▶ SELECTED EXCERPT:
— BEGIN —

Title: SidekiqQueueTooLarge

Overview

What does this alert mean? This alert indicates that the Sidekiq queue has exceeded a predefined size threshold. This signifies a backlog of jobs waiting to be processed.
What factors can contribute?
- Sudden Traffic Spikes: Unexpected surges in workload can overwhelm Sidekiq’s processing capacity, causing a queue buildup.
- Slow Workers: Inefficient jobs or external dependencies causing slow processing can lead to task pile-up.
- Configuration Issues: Limited Sidekiq worker processes might not be able to keep up with incoming jobs.
- Database Interactions: Inefficient database queries or slow database performance can significantly impact task processing speed, leading to queue growth.
What parts of the service are effected?
- Background Processing: All background jobs managed by Sidekiq will experience delays.
- Time-sensitive Jobs might be significantly impacted.
- Overall Application Performance: Delayed background jobs can indirectly affect the responsiveness of your application.

large sidekiq Queue

Services

Service Overview
Team that owns the service: Core Platform:Gitaly Team
Label: gitlab-com/gl-infra/production~“Service::Sidekiq”

Verification

Troubleshooting

Analyze recent application changes, traffic patterns, and identify slow-running jobs.

Check inflight workers for a specific shard: https://dashboards.gitlab.net/d/sidekiq-shard-detail/sidekiq3a-shard-detail?orgId=1&viewPanel=11
- A specific worker might be running a large amount of jobs.
Check started jobs for a specific queue: https://log.gprd.gitlab.net/app/r/s/v28cQ
- A specific worker might be enqueing a lot of jobs.
Latency of job duration: https://log.gprd.gitlab.net/app/r/s/oZnYz
- We might be finishing jobs slower, so we get queue build up.

— END —

▶ WORK TO DO:
A: From the Sidekiq alert page, extract the passage starting at "Check inflight workers" and ending at "amount of jobs.".
B: How many lines of the records contain the string "building"? Reply with the number alone.
The records that follow the Sidekiq alert page are unrelated to it.

▶ SUPPLIED DATA:
— BEGIN —

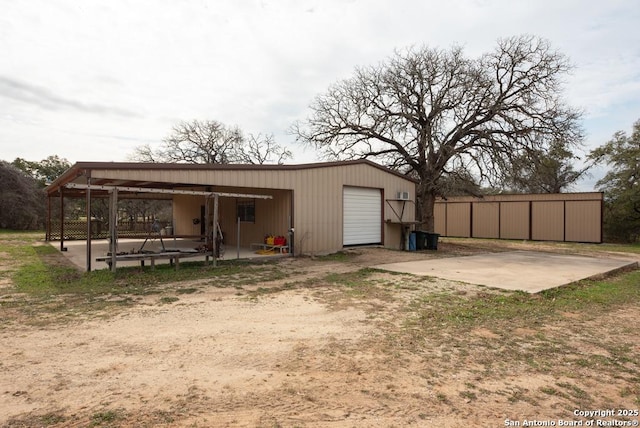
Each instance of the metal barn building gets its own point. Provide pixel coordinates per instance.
(328, 205)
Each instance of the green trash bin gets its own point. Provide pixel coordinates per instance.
(421, 238)
(431, 240)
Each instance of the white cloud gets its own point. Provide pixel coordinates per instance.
(258, 64)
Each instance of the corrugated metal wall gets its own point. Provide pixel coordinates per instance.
(573, 217)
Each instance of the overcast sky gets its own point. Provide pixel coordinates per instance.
(91, 80)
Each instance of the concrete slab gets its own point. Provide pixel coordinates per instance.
(528, 271)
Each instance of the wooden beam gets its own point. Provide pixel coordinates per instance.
(89, 187)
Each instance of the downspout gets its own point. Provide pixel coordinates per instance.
(88, 220)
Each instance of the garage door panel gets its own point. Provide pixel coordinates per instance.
(362, 216)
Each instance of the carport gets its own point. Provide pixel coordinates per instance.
(529, 271)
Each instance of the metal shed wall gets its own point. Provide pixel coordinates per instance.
(486, 220)
(583, 221)
(458, 221)
(315, 191)
(514, 220)
(574, 217)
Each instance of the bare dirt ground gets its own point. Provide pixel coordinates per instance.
(303, 351)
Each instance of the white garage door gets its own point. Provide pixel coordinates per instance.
(362, 222)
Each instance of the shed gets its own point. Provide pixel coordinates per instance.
(328, 205)
(568, 217)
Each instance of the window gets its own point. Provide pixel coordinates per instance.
(246, 211)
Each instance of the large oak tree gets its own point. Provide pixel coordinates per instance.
(439, 115)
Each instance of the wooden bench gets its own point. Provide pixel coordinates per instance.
(266, 247)
(173, 256)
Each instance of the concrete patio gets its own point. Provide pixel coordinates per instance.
(528, 271)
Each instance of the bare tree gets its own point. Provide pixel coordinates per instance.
(435, 113)
(211, 142)
(545, 171)
(22, 199)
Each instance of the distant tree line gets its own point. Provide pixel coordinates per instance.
(22, 195)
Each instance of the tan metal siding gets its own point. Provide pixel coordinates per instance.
(185, 209)
(587, 196)
(547, 220)
(514, 220)
(459, 220)
(486, 220)
(317, 198)
(583, 221)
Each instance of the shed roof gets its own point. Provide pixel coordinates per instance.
(80, 169)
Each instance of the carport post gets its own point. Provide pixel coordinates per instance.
(89, 223)
(215, 229)
(113, 227)
(61, 219)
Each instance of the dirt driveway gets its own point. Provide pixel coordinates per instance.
(327, 344)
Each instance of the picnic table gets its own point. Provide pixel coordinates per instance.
(173, 256)
(271, 247)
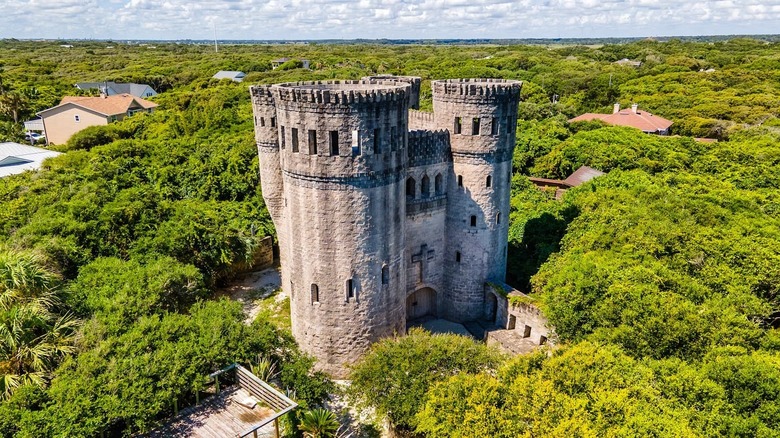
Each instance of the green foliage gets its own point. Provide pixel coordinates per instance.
(396, 373)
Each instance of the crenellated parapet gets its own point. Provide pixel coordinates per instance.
(421, 120)
(428, 147)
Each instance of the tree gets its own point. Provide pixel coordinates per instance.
(34, 337)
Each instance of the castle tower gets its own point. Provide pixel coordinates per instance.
(481, 116)
(342, 155)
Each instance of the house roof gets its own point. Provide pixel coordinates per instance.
(107, 106)
(115, 88)
(229, 74)
(16, 158)
(641, 120)
(581, 176)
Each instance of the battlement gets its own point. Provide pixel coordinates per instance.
(479, 88)
(428, 147)
(342, 92)
(420, 120)
(262, 94)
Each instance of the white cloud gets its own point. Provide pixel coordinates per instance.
(316, 19)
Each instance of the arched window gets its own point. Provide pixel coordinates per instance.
(385, 274)
(425, 187)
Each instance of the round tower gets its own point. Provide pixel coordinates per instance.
(343, 160)
(481, 116)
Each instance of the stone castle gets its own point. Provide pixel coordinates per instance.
(385, 214)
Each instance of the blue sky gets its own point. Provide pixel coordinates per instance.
(319, 19)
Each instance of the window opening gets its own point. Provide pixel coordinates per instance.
(312, 142)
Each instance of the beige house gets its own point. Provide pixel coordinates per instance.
(75, 113)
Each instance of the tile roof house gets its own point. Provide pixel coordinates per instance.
(17, 158)
(634, 118)
(75, 113)
(236, 76)
(113, 88)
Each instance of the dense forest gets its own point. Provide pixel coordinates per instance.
(661, 278)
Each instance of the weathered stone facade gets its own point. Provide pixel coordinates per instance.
(378, 224)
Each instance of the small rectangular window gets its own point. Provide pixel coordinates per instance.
(350, 290)
(355, 143)
(333, 138)
(312, 142)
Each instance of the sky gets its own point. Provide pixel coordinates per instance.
(374, 19)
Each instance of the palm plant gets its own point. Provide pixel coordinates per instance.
(33, 337)
(319, 423)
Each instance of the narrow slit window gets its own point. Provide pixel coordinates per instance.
(312, 142)
(355, 143)
(315, 294)
(350, 290)
(334, 142)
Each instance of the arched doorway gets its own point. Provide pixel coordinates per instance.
(421, 303)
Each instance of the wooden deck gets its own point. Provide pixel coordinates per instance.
(219, 416)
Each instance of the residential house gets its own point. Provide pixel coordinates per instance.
(634, 118)
(113, 88)
(17, 158)
(236, 76)
(277, 62)
(75, 113)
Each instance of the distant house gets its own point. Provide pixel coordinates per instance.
(277, 62)
(113, 88)
(17, 158)
(236, 76)
(642, 120)
(579, 177)
(628, 63)
(75, 113)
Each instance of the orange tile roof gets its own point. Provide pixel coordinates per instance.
(109, 105)
(641, 120)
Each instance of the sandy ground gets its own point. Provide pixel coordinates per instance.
(253, 288)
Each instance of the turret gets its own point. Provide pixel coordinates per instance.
(481, 116)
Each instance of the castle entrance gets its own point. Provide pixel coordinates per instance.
(421, 303)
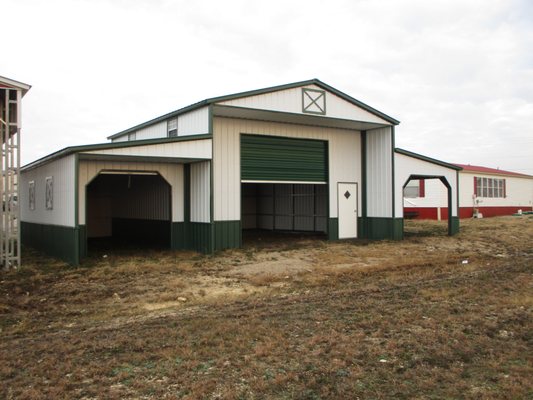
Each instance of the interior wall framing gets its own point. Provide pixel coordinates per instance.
(285, 207)
(344, 148)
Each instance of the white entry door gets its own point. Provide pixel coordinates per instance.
(347, 200)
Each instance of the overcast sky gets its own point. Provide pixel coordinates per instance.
(458, 74)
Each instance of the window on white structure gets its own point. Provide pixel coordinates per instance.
(489, 187)
(172, 128)
(415, 188)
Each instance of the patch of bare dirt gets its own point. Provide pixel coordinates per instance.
(429, 316)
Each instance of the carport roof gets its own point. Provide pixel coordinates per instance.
(427, 159)
(214, 100)
(104, 146)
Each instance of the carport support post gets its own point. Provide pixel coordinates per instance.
(453, 222)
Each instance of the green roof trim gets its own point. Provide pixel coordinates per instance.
(104, 146)
(427, 159)
(256, 92)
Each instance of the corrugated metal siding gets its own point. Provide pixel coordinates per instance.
(290, 100)
(194, 122)
(63, 212)
(518, 191)
(172, 173)
(201, 192)
(406, 166)
(187, 149)
(344, 150)
(268, 158)
(128, 197)
(379, 173)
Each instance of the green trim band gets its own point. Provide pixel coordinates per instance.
(105, 146)
(62, 242)
(428, 159)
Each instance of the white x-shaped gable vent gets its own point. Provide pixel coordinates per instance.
(313, 101)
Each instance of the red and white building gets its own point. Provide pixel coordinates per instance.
(488, 191)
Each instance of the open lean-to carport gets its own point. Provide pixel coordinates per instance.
(411, 166)
(128, 209)
(284, 185)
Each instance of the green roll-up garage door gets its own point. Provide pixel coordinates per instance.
(281, 159)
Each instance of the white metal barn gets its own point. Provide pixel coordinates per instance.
(296, 157)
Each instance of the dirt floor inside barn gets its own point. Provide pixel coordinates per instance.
(428, 317)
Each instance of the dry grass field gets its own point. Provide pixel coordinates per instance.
(431, 317)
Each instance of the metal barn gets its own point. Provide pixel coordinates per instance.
(300, 157)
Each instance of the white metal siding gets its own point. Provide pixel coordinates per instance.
(123, 138)
(155, 131)
(194, 122)
(172, 173)
(379, 172)
(519, 191)
(344, 158)
(187, 149)
(201, 192)
(406, 166)
(63, 212)
(290, 100)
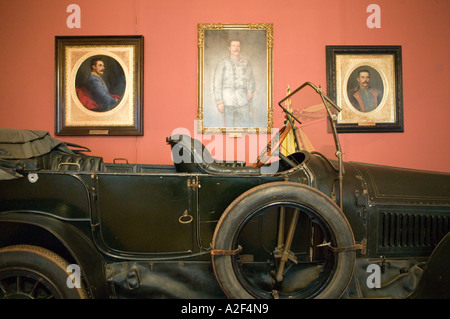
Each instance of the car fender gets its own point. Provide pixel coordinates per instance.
(77, 244)
(435, 281)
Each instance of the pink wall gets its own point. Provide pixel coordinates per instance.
(302, 29)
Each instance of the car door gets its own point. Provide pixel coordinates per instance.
(144, 214)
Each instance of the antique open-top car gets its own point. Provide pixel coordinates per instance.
(299, 225)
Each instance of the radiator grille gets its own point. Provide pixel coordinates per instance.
(411, 229)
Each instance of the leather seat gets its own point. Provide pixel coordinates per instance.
(191, 156)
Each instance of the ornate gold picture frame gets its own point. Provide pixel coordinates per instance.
(99, 85)
(235, 80)
(366, 82)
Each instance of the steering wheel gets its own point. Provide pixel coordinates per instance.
(276, 141)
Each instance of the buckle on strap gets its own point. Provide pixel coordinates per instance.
(362, 246)
(219, 252)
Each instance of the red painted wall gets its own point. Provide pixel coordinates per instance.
(302, 29)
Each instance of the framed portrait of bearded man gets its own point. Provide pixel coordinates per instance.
(235, 78)
(99, 85)
(366, 82)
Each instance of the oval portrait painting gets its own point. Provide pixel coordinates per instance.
(100, 83)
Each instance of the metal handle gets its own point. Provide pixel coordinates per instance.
(185, 218)
(76, 164)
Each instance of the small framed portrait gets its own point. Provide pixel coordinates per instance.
(99, 83)
(235, 78)
(366, 82)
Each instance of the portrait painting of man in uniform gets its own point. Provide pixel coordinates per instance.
(365, 88)
(235, 78)
(366, 82)
(99, 85)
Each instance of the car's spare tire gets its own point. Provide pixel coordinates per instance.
(283, 240)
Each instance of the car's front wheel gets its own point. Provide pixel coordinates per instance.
(32, 272)
(283, 240)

— END —

▶ WRITTEN RESPONSES:
A:
Check inflight workers for a specific shard: https://dashboards.gitlab.net/d/sidekiq-shard-detail/sidekiq3a-shard-detail?orgId=1&viewPanel=11
- A specific worker might be running a large amount of jobs.

B: 2